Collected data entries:
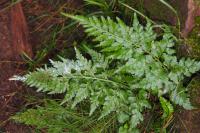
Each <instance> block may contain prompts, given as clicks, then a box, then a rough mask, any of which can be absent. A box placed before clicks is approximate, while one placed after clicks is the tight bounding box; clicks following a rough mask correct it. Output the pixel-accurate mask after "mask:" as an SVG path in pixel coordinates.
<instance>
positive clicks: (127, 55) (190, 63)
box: [14, 14, 200, 133]
mask: <svg viewBox="0 0 200 133" xmlns="http://www.w3.org/2000/svg"><path fill="white" fill-rule="evenodd" d="M64 15H65V16H68V17H70V18H73V19H75V20H77V21H79V22H80V24H82V25H83V27H84V28H85V31H86V33H87V34H88V35H89V36H91V37H94V40H95V41H96V42H98V43H99V44H98V47H99V48H100V49H101V51H100V52H101V53H98V52H96V51H94V50H91V49H89V48H88V47H85V49H86V52H87V53H88V54H90V56H91V59H90V60H89V59H86V58H85V57H84V56H83V55H82V54H81V53H80V51H79V50H78V49H76V48H75V52H76V60H68V59H63V58H61V61H52V60H50V62H51V64H52V67H48V68H47V67H46V68H45V69H38V70H37V71H35V72H32V73H29V74H27V75H25V76H24V77H15V78H14V79H16V80H20V81H23V82H25V83H26V84H28V85H30V86H32V87H37V88H38V91H42V92H48V93H49V94H56V93H64V94H65V97H64V99H63V102H62V104H64V103H65V102H68V104H71V106H72V107H73V108H74V107H76V105H77V104H79V103H81V102H82V101H85V100H86V99H87V101H89V102H90V113H89V115H92V114H93V113H94V112H95V110H97V108H100V110H101V115H100V118H99V119H101V118H103V117H105V116H107V115H109V114H111V113H115V114H116V115H117V117H118V120H119V123H120V126H121V127H120V129H119V130H120V131H126V133H128V132H137V131H138V130H137V126H138V125H139V124H140V123H141V121H143V111H144V110H145V109H150V108H151V104H150V101H151V99H150V98H149V95H154V96H156V97H157V98H160V97H161V98H160V102H161V106H162V107H163V109H164V116H166V117H167V116H168V115H170V114H171V113H172V112H173V109H172V107H171V104H170V102H168V101H166V100H165V99H164V98H162V96H163V95H165V96H168V97H170V100H171V101H172V103H175V104H178V105H180V106H183V107H184V108H186V109H192V106H191V104H190V102H189V98H188V96H187V93H185V88H183V87H182V88H181V87H180V86H183V79H184V78H185V76H191V74H193V73H195V72H197V71H198V70H200V62H197V61H194V60H191V59H184V58H182V59H178V58H177V57H176V56H175V50H174V46H175V43H176V38H175V37H174V35H173V34H172V33H171V32H170V30H169V29H168V28H167V27H165V28H164V32H163V35H162V37H160V39H159V40H158V39H157V35H156V33H155V32H154V31H153V26H152V24H151V23H150V22H147V24H146V26H142V25H140V23H139V21H138V19H137V17H136V15H135V18H134V21H133V25H132V26H127V25H126V24H125V23H124V22H123V21H122V20H120V19H119V18H116V21H114V20H112V19H111V18H110V17H101V18H97V17H95V16H93V17H83V16H78V15H77V16H72V15H69V14H64ZM180 88H181V89H180Z"/></svg>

■ Exercise ■
Check each line above for the string "clicks" and return those that contain it.

■ Completed task ■
Each <instance> block may contain prompts, given as clicks, then a box, then a rough mask, any of which can be absent. A box placed before clicks is approximate, while one placed after clicks is the tight bounding box; clicks following a rough mask correct it. Output the pixel-accurate mask after "mask:" as an SVG path in pixel coordinates.
positive clicks: (127, 55) (190, 63)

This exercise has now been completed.